**TRAVAIL DEMANDÉ**
1/ Selon l'extrait sur le plan numérique du groupe hôtelier, combien de réservations le portail Accorhotels.com gère-t-il en moyenne chaque jour ?
2/ Reprends l'extrait sur le plan numérique du groupe hôtelier là où il s'arrête et écris la suite.

**EXTRAIT CHOISI**
Quel est le coût de ce programme ?

V.B. 225 millions d’euros sur cinq ans, dont une bonne partie sera dépensée en 2015 et 2016. 60% de la somme engagée visent à consolider la performance actuelle du groupe en améliorant les solutions de middle et back office. Les 40% restant sont dédiés au gain de parts de marché et à l’optimisation des coûts de distribution.

 

Face aux évolutions de vos marchés, ce plan relevait-il de l’urgence ?

V.B. Soyons clairs : pour nous, le digital peut être considéré comme une menace, mais c’est surtout une formidable opportunité. Notre activité est avant tout ancrée dans le monde physique, avec nos hôtels, nos chambres et nos collaborateurs. Les pure players de la réservation d’hôtels en ligne ont sans doute permis d’étendre notre marché en accrochant une clientèle que nous n’aurions peut-être pas touchée sans eux. Reste que, pour financer leurs dépenses en mots clés, ils nous imposent des commissions élevées. Ce qui est bien sûr dommageable, tant pour nous que pour les clients que nous connaissons déjà et que nous devrions pouvoir accompagner sans intermédiaire.

 

Et l’opportunité, où est-elle ?

V.B. Le digital nous permet de répondre aux grandes tendances de notre secteur : la montée en puissance du mobile, la personnalisation des services et la prise en compte de toutes les étapes du parcours client. Le digital est une formidable opportunité de réinvention de l’expérience client, dans le sens d’une relation contextualisée et personnalisée. Il s’agit aussi de renforcer notre distribution directe. Aujourd’hui, notre outil de distribution propriétaire centralise 59% des réservations. Le portail Accorhotels.com, disponible en 32 versions et 16 langues (bientôt 18), gère en moyenne 45 000 réservations par jour.

**CONTENU AFFICHÉ**
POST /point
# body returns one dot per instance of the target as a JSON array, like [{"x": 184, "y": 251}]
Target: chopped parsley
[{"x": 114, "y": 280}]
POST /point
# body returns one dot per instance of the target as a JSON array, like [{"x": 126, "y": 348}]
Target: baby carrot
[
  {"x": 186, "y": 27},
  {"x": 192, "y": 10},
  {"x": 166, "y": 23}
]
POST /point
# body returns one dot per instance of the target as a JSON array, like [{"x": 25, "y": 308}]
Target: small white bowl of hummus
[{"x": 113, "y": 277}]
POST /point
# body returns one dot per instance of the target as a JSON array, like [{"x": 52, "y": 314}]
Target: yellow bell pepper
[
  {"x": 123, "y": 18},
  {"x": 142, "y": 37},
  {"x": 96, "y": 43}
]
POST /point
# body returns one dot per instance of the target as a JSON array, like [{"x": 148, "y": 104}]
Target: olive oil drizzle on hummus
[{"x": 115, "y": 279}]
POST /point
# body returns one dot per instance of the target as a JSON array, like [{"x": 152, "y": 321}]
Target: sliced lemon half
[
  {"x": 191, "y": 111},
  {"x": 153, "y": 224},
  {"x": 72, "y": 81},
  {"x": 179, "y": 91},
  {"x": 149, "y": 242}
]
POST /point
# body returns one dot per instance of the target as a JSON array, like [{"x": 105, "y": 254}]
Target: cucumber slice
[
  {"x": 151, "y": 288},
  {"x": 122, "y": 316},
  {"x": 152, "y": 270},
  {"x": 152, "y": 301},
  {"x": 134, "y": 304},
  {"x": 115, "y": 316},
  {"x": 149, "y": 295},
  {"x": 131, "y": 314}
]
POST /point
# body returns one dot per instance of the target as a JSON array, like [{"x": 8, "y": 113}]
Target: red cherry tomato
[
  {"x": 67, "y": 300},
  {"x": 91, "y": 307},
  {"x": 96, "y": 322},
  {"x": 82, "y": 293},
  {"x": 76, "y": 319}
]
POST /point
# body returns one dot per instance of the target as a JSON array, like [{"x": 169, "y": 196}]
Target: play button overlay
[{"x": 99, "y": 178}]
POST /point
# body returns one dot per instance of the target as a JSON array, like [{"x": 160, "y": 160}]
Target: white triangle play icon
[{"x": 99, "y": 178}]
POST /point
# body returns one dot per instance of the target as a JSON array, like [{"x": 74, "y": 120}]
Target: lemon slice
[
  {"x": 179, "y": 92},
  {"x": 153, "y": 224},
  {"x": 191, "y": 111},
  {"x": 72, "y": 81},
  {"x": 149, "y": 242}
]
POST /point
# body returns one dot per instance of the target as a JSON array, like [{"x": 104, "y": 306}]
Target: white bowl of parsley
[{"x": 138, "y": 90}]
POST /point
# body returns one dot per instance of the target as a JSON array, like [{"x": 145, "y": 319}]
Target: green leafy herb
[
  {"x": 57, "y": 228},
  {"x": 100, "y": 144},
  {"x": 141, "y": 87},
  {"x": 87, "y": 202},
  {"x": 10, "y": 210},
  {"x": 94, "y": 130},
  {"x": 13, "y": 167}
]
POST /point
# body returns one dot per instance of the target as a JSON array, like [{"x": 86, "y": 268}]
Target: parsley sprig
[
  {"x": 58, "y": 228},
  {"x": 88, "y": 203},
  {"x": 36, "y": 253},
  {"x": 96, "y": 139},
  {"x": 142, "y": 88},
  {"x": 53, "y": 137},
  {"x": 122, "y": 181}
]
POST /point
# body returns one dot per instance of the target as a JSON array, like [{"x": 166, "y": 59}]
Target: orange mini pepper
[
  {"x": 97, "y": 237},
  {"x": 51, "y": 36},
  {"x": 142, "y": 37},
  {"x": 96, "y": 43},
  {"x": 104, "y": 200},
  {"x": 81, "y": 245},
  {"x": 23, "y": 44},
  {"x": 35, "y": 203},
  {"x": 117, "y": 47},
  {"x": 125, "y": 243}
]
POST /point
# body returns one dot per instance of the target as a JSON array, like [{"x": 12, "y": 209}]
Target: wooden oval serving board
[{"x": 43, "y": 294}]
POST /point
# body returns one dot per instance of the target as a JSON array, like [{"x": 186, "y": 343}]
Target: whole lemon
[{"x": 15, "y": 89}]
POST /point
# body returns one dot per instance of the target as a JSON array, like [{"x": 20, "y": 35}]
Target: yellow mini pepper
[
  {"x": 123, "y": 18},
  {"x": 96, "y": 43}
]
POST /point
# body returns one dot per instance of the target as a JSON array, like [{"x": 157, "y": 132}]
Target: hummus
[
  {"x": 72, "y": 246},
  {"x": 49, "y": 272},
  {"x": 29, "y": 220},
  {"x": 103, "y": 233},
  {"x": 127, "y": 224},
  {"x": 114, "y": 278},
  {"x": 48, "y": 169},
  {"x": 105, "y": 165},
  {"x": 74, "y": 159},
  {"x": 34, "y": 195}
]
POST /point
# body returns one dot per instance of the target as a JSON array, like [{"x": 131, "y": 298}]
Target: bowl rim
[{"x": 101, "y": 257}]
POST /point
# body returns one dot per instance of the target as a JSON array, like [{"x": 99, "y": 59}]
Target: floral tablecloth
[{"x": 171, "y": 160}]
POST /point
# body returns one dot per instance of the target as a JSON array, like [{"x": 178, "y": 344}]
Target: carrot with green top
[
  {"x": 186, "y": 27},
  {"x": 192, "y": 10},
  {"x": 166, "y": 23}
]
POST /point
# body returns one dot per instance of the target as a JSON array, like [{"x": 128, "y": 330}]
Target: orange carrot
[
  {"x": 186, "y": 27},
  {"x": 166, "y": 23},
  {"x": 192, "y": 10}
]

**RÉPONSES**
1/ En moyenne 45 000 réservations par jour.

2/
 

Aviez-vous vu venir Airbnb ? Vous fait-il du mal ?

V.B. Je ne veux pas minimiser le phénomène Airbnb. Mais je suis incapable aujourd’hui de dire s’il impacte notre chiffre d’affaires. D’abord parce que nous sommes sur un marché en progression, qui croît de 5% par an. Ensuite parce que je pense sincèrement qu’Airbnb, compte tenu de la nature des transactions, menace d’avantage les petits acteurs indépendants qu’un groupe comme Accor. En revanche, nous devons tirer du succès d’Airbnb un certain nombre d’enseignements.

 

Par exemple ?

V.B. Airbnb a déployé des efforts considérables dans la mise en scène et la crédibilité de l’offre. Il a fallu ici rattraper le retard. Nous avons donc procédé à la refonte de toute notre imagerie (photos et vidéos) disponible sur le web, avec 2 500 shooting en cours. Autre leçon : la teneur dominante des avis postés par les internautes, qui insistent largement sur la qualité du contact humain trouvé sur place. Cela doit nous pousser à redonner du contenu à l’échange. C’est d’ailleurs tout l’objet du programme « Welcome by Le Club Accorhotels », une solution de e-check-in/fast check-out déployée dans 1 000 hôtels en 2014 : repenser l’accueil hôtelier en optimisant la préparation des arrivées des clients en amont afin qu’ils se sentent attendus, avec un contact à la réception plus personnalisé.

 

Et quid du mobile ?

V.B. La mobilité fait partie des principaux programmes du plan digital. Nous avons racheté la start-up française Wipolo, spécialisée dans les solutions mobiles de gestion de voyages. Nous sommes en train de déployer une application mobile unique regroupant tous les services avant, pendant et après le séjour, qui bénéficie d’une mise à jour toutes les deux semaines et draine déjà 12% du chiffre d’affaires digital du groupe. A terme, la dizaine d’applis conçues autour de nos différentes marques sera abandonnée.

 

Comptez-vous monétiser cette appli ?

V.B. Non. Ni par des services payants, ni par de la publicité. Nous vendons juste quelques espaces sur le site internet. En revanche, l’application a vocation à créer de la valeur en matière de services et à proposer une montée en gamme (up selling) à nos clients.

 

Avec cette stratégie digitale, peut-on parler d’un schéma de rupture ?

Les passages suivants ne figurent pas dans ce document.